* **Written request**: Please extract every line in the records below that contains the string "query". Case counts.

- - - - - - -

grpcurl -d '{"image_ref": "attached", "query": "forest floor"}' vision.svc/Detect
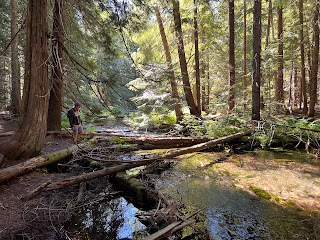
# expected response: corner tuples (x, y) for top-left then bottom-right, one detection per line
(0, 115), (320, 239)
(0, 119), (79, 239)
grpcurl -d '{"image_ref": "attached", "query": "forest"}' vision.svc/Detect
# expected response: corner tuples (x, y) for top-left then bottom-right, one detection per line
(0, 0), (320, 240)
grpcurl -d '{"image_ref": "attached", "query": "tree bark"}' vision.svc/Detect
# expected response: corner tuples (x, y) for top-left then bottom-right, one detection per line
(275, 5), (284, 103)
(228, 0), (236, 113)
(243, 0), (248, 110)
(46, 131), (252, 190)
(299, 0), (308, 114)
(308, 1), (320, 117)
(155, 7), (183, 122)
(193, 0), (201, 116)
(172, 0), (199, 116)
(48, 0), (64, 131)
(252, 0), (261, 121)
(0, 145), (82, 183)
(0, 0), (49, 159)
(10, 0), (21, 114)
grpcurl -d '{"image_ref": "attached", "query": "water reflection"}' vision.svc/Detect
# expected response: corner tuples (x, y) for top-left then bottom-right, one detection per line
(157, 156), (320, 240)
(70, 197), (146, 240)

- - - - - - -

* **Result below**:
grpcurl -d '{"image_ref": "attached", "query": "forest floor"}' vision.svc/Detect
grpcurl -d '{"image_ref": "attached", "query": "forest"}' vision.svc/Detect
grpcurl -d '{"image_ref": "attached", "query": "tree bark"}' vision.svc/Detect
grpcurl -d '{"image_ref": "attached", "query": "water reflection"}' vision.svc/Detect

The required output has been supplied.